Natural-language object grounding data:
+ + +

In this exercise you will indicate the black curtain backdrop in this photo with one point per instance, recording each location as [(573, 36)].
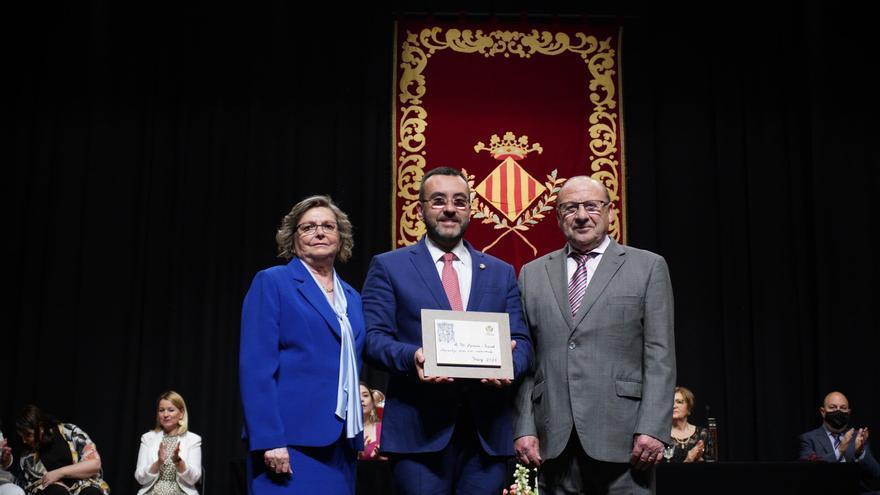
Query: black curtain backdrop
[(152, 150)]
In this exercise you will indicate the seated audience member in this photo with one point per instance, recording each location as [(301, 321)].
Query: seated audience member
[(7, 480), (836, 441), (170, 456), (688, 441), (61, 459), (372, 426)]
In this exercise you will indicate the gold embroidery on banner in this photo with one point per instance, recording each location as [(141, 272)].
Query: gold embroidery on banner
[(417, 49)]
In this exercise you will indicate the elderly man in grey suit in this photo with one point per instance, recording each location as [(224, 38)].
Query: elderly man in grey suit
[(598, 400)]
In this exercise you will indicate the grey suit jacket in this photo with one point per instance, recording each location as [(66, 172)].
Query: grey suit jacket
[(609, 372)]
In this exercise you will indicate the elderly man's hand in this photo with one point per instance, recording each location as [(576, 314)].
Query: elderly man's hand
[(647, 452)]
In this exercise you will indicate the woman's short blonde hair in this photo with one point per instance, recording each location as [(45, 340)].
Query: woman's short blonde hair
[(287, 231), (177, 400), (688, 397)]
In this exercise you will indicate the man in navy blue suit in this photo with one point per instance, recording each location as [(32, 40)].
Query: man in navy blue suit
[(441, 435), (836, 441)]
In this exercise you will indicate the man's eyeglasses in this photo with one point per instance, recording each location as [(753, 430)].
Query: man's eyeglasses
[(439, 202), (592, 207), (312, 229)]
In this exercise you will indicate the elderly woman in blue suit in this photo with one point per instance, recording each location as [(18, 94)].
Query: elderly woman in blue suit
[(302, 336)]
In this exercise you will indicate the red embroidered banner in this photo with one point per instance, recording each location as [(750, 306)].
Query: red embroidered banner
[(518, 110)]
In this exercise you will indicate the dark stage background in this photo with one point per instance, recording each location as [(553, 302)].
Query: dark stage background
[(152, 150)]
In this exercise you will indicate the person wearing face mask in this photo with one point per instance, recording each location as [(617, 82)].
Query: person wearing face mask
[(837, 441)]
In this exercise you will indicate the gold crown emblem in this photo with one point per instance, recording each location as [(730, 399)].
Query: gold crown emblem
[(510, 147)]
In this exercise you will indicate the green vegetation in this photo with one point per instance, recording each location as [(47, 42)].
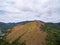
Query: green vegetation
[(53, 30), (4, 42)]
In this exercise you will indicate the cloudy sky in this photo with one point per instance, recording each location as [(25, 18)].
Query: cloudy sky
[(22, 10)]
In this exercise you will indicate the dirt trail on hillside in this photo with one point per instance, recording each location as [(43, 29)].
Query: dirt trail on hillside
[(30, 33)]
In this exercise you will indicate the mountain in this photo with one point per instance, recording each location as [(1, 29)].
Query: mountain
[(30, 33)]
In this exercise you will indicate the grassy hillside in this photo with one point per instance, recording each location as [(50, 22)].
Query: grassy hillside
[(33, 33), (53, 30)]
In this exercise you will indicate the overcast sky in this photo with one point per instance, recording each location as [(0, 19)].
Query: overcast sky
[(25, 10)]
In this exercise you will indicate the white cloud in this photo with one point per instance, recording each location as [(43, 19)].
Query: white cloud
[(20, 10)]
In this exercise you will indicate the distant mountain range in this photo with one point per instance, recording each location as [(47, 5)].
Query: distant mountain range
[(31, 33)]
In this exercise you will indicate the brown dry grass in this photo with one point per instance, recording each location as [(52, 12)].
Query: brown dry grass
[(33, 35)]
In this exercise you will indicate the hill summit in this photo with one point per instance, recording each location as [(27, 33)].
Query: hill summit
[(29, 33)]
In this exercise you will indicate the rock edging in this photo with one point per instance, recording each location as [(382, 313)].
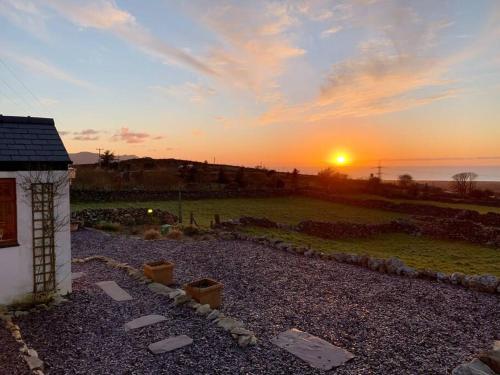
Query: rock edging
[(30, 356), (239, 333)]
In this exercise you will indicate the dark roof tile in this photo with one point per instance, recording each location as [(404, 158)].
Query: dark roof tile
[(30, 139)]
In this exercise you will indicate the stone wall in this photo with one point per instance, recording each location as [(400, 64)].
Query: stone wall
[(341, 229), (489, 219), (123, 216)]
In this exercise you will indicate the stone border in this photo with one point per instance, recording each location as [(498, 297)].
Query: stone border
[(236, 328), (393, 265), (30, 356)]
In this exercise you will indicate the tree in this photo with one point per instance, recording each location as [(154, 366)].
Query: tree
[(464, 183), (107, 158), (405, 180)]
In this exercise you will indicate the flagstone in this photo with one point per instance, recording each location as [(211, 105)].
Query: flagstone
[(170, 344), (76, 275), (144, 321), (314, 350), (113, 290)]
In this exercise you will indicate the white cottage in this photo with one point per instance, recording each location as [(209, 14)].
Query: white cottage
[(35, 244)]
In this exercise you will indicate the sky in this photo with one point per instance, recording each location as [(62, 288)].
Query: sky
[(277, 83)]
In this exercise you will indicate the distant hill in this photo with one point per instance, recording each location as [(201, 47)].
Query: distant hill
[(92, 157)]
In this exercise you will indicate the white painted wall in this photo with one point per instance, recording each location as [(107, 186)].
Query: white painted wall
[(16, 263)]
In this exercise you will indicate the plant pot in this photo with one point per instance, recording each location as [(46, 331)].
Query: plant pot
[(205, 291), (74, 226), (160, 272)]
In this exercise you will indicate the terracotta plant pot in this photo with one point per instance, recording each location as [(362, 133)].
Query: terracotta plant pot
[(74, 226), (160, 272), (205, 291)]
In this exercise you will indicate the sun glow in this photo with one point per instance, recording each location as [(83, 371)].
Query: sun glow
[(339, 158)]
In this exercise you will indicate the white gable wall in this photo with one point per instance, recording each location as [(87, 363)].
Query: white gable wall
[(16, 263)]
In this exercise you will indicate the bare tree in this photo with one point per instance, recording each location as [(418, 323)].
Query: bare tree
[(107, 158), (405, 180), (463, 183)]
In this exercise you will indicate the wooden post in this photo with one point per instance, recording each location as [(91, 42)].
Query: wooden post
[(180, 206)]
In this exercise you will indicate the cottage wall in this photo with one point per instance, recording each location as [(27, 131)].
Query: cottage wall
[(16, 263)]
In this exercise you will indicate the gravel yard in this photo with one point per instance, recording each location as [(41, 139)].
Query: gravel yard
[(11, 361), (393, 325)]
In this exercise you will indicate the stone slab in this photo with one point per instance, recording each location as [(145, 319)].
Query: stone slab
[(76, 275), (169, 344), (317, 352), (144, 321), (113, 290)]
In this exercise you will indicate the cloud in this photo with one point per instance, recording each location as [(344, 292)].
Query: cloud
[(253, 44), (329, 32), (127, 136), (396, 71), (26, 15), (86, 135), (194, 92), (106, 15), (38, 66)]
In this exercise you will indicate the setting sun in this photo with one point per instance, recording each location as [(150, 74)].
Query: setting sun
[(339, 158)]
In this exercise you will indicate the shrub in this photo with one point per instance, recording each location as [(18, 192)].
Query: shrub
[(190, 230), (174, 234), (108, 226), (152, 234)]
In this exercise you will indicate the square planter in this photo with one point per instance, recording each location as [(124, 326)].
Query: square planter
[(161, 272), (205, 291), (74, 226)]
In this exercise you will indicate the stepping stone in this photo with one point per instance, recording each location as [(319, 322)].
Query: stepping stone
[(170, 344), (144, 321), (317, 352), (113, 290), (76, 275)]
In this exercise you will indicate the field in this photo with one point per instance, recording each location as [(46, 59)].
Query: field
[(461, 206), (289, 210), (419, 252)]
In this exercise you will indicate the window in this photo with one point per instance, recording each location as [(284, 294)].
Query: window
[(8, 219)]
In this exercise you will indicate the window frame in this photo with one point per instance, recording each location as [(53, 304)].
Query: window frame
[(13, 242)]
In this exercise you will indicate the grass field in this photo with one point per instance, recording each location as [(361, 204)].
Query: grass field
[(289, 210), (461, 206), (418, 252)]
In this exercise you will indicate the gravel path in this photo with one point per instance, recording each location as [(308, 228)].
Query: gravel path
[(393, 325), (11, 362)]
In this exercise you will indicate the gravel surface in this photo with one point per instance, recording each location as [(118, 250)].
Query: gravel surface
[(11, 362), (393, 325)]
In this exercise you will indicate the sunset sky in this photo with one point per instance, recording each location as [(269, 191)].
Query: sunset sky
[(287, 83)]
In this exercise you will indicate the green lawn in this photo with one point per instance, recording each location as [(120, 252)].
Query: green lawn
[(289, 210), (461, 206), (418, 252)]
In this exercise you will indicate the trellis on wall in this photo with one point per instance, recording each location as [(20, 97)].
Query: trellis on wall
[(44, 262)]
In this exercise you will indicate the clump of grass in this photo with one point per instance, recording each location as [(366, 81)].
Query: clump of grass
[(175, 234), (108, 226), (152, 234)]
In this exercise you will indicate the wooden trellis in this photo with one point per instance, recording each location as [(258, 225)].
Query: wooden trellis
[(44, 262)]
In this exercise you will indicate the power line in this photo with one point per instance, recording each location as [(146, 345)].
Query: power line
[(21, 82), (28, 105)]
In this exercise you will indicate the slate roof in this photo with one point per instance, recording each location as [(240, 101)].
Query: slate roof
[(31, 140)]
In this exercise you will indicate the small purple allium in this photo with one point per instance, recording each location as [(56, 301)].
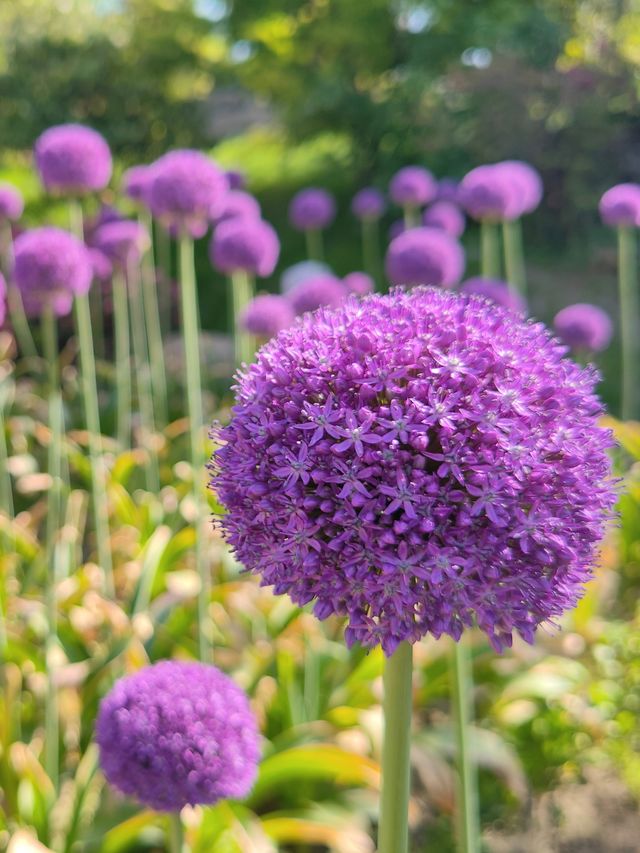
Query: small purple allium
[(424, 256), (620, 205), (446, 216), (369, 203), (321, 290), (245, 244), (266, 315), (584, 327), (11, 202), (73, 159), (413, 186), (50, 265), (417, 462), (187, 189), (312, 209), (176, 734), (495, 291)]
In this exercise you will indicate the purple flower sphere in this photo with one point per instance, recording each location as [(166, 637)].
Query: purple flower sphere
[(312, 209), (417, 462), (176, 734), (495, 291), (446, 216), (320, 290), (584, 327), (266, 315), (369, 203), (11, 202), (413, 186), (50, 266), (251, 245), (187, 189), (424, 256), (73, 159), (621, 206)]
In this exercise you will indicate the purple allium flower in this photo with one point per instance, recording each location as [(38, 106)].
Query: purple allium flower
[(446, 216), (176, 734), (369, 203), (359, 283), (495, 291), (266, 315), (251, 245), (620, 205), (187, 189), (312, 209), (418, 462), (11, 202), (424, 256), (584, 327), (50, 265), (413, 186), (321, 290), (71, 158)]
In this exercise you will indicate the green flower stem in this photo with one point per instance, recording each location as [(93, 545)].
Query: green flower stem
[(123, 359), (92, 418), (393, 832), (467, 799), (191, 338), (490, 249), (629, 318), (514, 256), (242, 294)]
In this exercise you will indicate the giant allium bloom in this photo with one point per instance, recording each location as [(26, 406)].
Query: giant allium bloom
[(186, 191), (176, 734), (417, 462), (413, 186), (246, 244), (50, 266), (584, 327), (424, 256), (620, 205), (73, 159), (312, 209)]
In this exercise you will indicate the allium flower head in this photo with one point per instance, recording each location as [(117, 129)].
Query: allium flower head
[(176, 734), (417, 462), (369, 203), (245, 244), (50, 266), (584, 327), (424, 256), (413, 186), (266, 315), (187, 189), (495, 291), (73, 159), (321, 290), (11, 202), (620, 205), (312, 209), (446, 216)]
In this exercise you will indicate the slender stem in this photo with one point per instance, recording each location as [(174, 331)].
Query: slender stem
[(123, 358), (191, 338), (490, 249), (629, 318), (393, 833), (467, 799)]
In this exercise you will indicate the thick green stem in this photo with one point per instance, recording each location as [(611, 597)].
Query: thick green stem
[(629, 318), (191, 338), (393, 832), (467, 799), (490, 249)]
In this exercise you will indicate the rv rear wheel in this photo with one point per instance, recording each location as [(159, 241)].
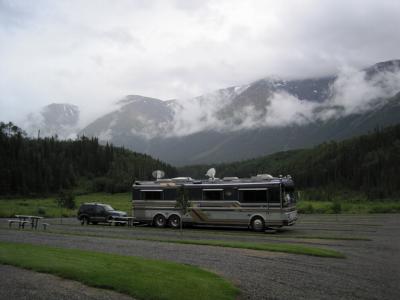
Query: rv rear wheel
[(159, 221), (174, 221), (257, 224)]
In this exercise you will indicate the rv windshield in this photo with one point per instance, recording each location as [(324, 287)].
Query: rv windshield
[(289, 196)]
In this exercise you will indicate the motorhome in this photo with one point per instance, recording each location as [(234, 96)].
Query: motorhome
[(258, 202)]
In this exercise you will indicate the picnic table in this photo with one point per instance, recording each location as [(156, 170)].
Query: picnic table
[(26, 219)]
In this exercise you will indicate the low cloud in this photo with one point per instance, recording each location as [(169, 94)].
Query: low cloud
[(352, 92)]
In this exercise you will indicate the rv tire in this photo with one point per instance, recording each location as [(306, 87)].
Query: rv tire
[(257, 224), (174, 221), (159, 221)]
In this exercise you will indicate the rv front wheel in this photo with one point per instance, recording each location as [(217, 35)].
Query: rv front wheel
[(257, 224), (159, 221)]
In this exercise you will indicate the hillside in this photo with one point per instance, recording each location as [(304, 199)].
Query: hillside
[(47, 165), (368, 163)]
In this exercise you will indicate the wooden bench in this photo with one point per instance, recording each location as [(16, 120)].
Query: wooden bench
[(21, 223)]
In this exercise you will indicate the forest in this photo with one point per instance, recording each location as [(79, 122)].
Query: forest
[(38, 167), (368, 164)]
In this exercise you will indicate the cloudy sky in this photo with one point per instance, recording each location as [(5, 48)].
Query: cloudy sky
[(92, 53)]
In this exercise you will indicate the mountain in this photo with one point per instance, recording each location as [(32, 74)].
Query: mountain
[(367, 164), (259, 118), (59, 119)]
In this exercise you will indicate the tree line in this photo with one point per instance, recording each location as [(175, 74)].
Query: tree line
[(47, 165), (368, 164)]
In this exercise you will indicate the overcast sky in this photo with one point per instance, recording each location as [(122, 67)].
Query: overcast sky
[(92, 53)]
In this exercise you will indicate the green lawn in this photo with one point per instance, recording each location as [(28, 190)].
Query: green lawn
[(47, 207), (141, 278)]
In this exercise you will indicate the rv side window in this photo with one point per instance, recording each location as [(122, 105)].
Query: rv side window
[(212, 195), (152, 195), (274, 195), (253, 196)]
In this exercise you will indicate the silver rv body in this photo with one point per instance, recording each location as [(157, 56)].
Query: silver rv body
[(257, 202)]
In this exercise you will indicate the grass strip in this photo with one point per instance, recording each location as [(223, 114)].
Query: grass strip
[(323, 237), (138, 277)]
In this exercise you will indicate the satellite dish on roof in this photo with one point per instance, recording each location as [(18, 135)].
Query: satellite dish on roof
[(158, 174), (211, 173)]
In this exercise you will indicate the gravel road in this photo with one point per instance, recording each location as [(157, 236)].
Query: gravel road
[(370, 271)]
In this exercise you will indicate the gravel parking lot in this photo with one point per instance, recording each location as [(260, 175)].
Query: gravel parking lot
[(371, 269)]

+ + +

__What you have to do__
Among the entries above, the lines between the ones containing "Query: purple flower sphere" and "In this exercise you will indicate the giant", inclusive, are to be transcribed exactly. No other line is to be given.

__Response to this task__
Query: purple flower sphere
[(312, 209), (417, 462), (176, 734), (495, 291), (446, 216), (320, 290), (584, 327), (266, 315), (369, 203), (11, 202), (413, 186), (50, 266), (251, 245), (187, 189), (424, 256), (73, 159), (621, 206)]
In this exercise you will indicate the purple allium flower in this photo with one point per instance, recording each location as [(38, 106)].
Query: purple allium flower
[(446, 216), (176, 734), (369, 203), (359, 283), (495, 291), (266, 315), (251, 245), (620, 205), (187, 189), (312, 209), (418, 462), (11, 202), (424, 256), (584, 327), (50, 265), (413, 186), (321, 290), (71, 158)]
In this exercise you will indicate the green flower stem in this photo with one point per instance, recording each location as [(93, 545)].
Query: green flower stem
[(123, 359), (92, 418), (393, 832), (467, 799), (191, 338), (490, 249), (629, 318), (514, 256), (242, 294)]
In this exercise you will indicate the giant allium bloom in this photo with one point per instance, recording each location as [(26, 406)].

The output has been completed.